▶ **Material for this task**
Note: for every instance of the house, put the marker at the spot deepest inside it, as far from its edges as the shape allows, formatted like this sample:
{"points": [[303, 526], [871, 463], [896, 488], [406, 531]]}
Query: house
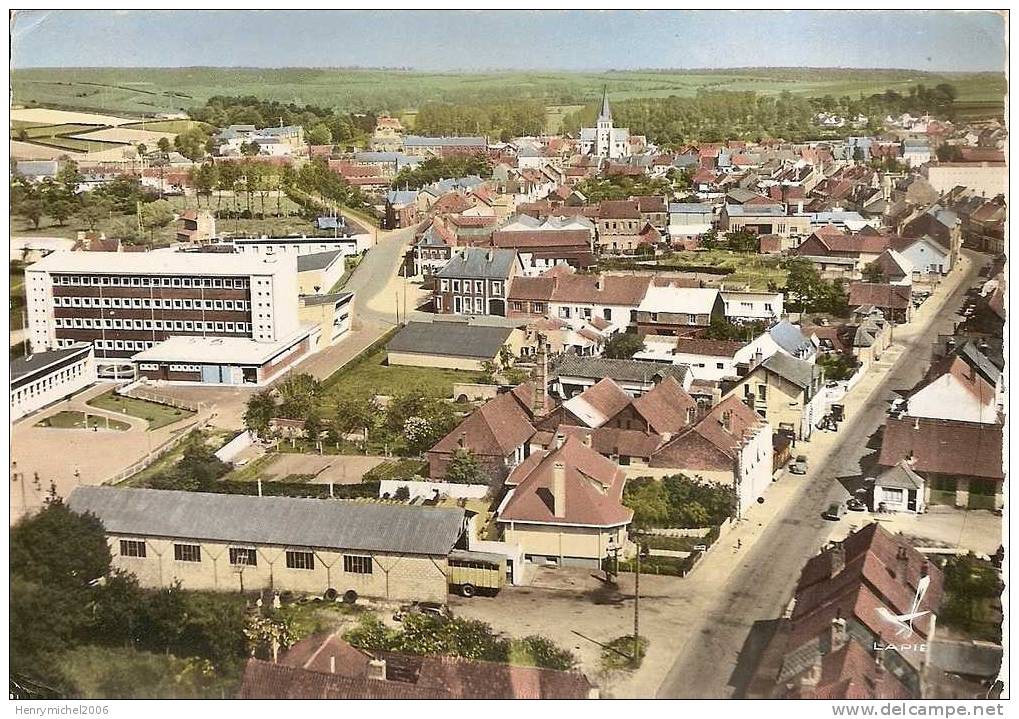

...

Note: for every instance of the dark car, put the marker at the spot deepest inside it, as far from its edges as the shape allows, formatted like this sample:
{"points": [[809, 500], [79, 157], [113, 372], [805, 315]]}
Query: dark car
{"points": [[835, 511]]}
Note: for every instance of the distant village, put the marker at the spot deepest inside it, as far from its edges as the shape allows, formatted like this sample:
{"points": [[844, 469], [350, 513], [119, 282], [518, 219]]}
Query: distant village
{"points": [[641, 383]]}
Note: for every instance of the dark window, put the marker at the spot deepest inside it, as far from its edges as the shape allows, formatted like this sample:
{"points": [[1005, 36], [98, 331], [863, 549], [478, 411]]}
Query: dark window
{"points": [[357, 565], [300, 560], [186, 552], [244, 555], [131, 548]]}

==

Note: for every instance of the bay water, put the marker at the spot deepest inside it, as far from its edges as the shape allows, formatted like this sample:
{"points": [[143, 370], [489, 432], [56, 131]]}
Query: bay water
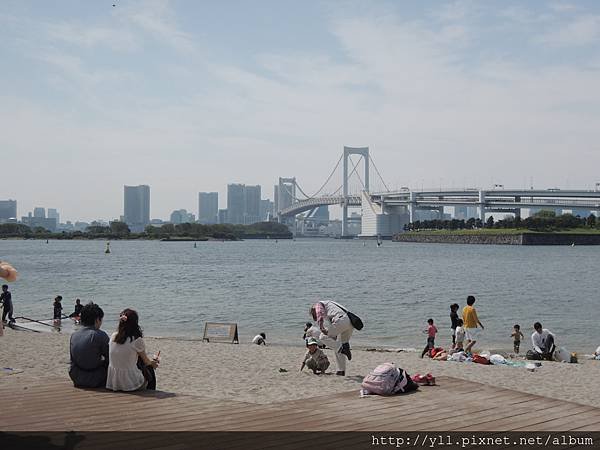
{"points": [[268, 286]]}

▶ **What this task involves**
From the listing above, the lines starting with the one that has "Note: for every instance of the house, put" and running through the one that has "Query: house" should be copied exactly, ends included.

▶ **Expected answer**
Note: for every instance of the house, put the marker at the spot deepest inside it, as far from its edges as the shape allows, formatted like this sample:
{"points": [[303, 526], [871, 463], [896, 488], [406, 531]]}
Query: house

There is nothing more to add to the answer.